• [Task] Check every line of the entries below for "sign", and copy the lines that have it.

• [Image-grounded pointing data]
· · · · ·

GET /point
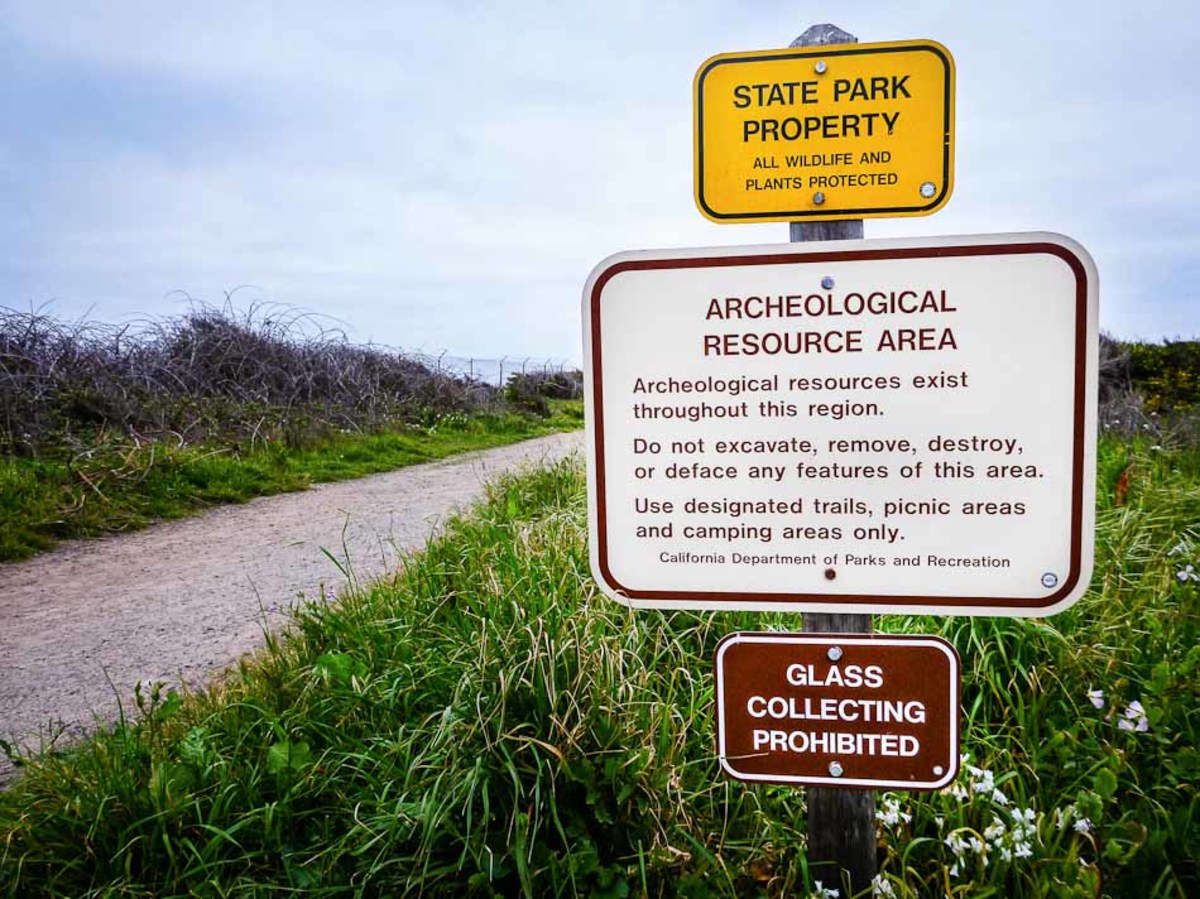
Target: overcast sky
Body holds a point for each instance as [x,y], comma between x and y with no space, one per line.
[444,175]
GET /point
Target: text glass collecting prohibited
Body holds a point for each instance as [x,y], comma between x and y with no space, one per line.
[850,131]
[838,709]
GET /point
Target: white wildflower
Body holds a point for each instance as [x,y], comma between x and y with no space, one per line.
[995,832]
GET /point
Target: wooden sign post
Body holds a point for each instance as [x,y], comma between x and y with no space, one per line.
[840,820]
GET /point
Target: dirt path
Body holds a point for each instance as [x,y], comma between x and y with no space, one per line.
[185,599]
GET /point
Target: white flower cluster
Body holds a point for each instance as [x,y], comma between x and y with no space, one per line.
[880,886]
[891,815]
[1008,839]
[1188,573]
[821,892]
[1132,719]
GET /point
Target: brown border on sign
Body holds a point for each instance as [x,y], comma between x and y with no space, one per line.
[849,211]
[1078,454]
[893,640]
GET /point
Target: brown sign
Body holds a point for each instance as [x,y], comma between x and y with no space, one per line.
[837,709]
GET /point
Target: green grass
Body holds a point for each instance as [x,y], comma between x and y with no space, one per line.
[486,724]
[120,485]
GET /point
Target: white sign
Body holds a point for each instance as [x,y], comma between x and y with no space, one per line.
[855,426]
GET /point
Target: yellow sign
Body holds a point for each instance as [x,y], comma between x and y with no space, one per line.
[811,133]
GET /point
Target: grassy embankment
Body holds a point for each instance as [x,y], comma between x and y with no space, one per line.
[486,724]
[121,485]
[107,429]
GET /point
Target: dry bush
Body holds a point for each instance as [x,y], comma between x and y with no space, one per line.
[214,373]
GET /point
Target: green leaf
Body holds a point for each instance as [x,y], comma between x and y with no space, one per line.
[288,756]
[1105,783]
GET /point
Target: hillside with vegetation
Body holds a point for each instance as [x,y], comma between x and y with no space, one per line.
[487,724]
[105,429]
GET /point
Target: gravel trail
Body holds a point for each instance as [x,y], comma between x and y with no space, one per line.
[185,599]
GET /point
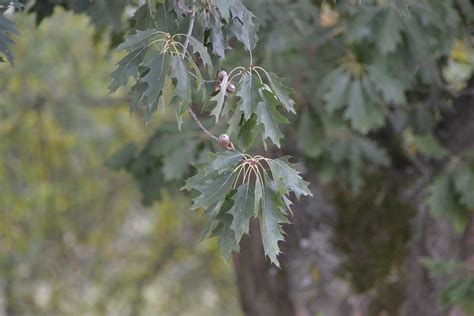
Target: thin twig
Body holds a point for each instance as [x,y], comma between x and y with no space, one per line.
[198,122]
[191,26]
[185,47]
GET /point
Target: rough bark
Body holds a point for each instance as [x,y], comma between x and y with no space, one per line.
[307,284]
[436,238]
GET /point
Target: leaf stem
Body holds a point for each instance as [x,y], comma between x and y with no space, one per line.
[191,26]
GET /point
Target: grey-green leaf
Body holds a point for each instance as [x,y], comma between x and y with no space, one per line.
[179,72]
[213,190]
[287,178]
[247,92]
[281,91]
[271,218]
[242,210]
[199,48]
[269,117]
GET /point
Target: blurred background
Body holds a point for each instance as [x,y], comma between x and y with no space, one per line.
[92,221]
[74,236]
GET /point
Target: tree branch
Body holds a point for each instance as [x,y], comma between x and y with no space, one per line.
[190,28]
[185,47]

· · · · ·

• [Answer space]
Target: wooden sign post
Target: brown border on sign
Target: brown sign
Target: white sign
Target: yellow sign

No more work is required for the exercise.